→ TEXT:
A second thing to be aware of are the so-called ‘toll ways'. When I visited Laguna Kayla, the road I wanted to take was blocked with a lever and there was a friendly man asking for a toll. It seemed to me a very random place for a ‘toll road' and the track you are supposed to pay for was even worse than the road before the ‘toll point'. However, this man hands you a ticket and it all seems relatively legit. Cost: 10 Bolivianos, about 1,50 USD.

9. Expect long lines at the border and how to get around them

At the Chile-Bolivia border “Hito Cajon” I started my Ruta de las Lagunas route. I was not alone. All the 4x4 tour groups take this border crossing too, and they do so in the early morning right after the border office opens. Expect about 40 vehicles trying to get into Bolivia and huge lines for the immigration office. It takes such a long time that the tours even serve breakfast right outside the immigration office.

To avoid this situation, arrive at the border later, say around 10 am. Or be a bit rude and skip the line, as I did. I was the only one traveling by myself and the tour groups had to wait for each other anyway before they could continue their journey. So, they didn't mind letting me go first as a single traveler.

In episode 56 you can see me skip the line and enter Bolivia to ride the Ruta de las Lagunas.

→ INSTRUCTIONS FOR THE TASK:
Answer these questions from the Ruta de las Lagunas text:
1. How many Bolivianos did the toll cost?
2. What is the name of the Chile-Bolivia border crossing mentioned?
3. At about what time does the text suggest arriving at the border to avoid the lines?
The records are not needed for this work.

→ PROVIDED RECORDS:

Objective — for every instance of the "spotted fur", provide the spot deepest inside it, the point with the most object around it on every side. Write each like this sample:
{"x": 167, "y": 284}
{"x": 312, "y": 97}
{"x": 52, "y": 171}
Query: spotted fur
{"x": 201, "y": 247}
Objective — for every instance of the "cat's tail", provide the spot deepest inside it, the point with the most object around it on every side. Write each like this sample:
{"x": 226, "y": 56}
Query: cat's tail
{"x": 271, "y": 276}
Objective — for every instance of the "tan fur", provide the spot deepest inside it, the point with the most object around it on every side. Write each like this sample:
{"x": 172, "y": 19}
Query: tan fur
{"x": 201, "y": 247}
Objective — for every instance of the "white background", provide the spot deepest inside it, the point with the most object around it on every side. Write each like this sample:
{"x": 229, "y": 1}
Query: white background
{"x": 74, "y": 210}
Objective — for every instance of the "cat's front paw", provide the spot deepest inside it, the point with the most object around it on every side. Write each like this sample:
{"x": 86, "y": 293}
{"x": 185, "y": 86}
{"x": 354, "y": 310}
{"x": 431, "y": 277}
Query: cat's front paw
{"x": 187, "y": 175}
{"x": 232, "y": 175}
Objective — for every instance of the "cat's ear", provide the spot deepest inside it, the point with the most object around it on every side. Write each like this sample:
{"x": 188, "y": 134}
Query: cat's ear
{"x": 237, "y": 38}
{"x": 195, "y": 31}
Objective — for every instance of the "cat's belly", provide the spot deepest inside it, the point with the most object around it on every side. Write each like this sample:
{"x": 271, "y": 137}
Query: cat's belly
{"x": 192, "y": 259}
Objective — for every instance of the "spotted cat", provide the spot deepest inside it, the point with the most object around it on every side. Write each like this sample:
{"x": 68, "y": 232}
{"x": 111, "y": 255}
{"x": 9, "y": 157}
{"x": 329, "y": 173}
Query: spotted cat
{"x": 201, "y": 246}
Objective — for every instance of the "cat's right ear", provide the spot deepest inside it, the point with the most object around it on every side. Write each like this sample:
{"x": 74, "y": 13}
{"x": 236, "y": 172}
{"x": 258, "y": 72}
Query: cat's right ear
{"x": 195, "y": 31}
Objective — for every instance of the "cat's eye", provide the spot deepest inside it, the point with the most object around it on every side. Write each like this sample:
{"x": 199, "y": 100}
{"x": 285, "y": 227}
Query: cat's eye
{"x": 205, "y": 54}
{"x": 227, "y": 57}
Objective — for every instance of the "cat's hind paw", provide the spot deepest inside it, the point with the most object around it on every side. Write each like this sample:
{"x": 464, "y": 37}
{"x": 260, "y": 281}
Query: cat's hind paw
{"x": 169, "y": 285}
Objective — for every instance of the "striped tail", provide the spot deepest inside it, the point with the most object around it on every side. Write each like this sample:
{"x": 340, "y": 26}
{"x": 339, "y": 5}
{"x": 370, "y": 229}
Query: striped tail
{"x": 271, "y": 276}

→ WRITTEN SOLUTION:
1. 10 Bolivianos
2. Hito Cajon
3. Around 10 am